● **Task statement**: Return only the line that contains "# mark a point" and each line after it, through the last line of the data below, copied exactly.

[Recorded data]
+ + + +

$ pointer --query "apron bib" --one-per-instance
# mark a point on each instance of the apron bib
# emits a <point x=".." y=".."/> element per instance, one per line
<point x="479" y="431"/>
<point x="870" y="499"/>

+ + + +

● **Reply**:
# mark a point on each instance of the apron bib
# emits a <point x=".." y=".."/> element per instance, one per line
<point x="479" y="431"/>
<point x="870" y="499"/>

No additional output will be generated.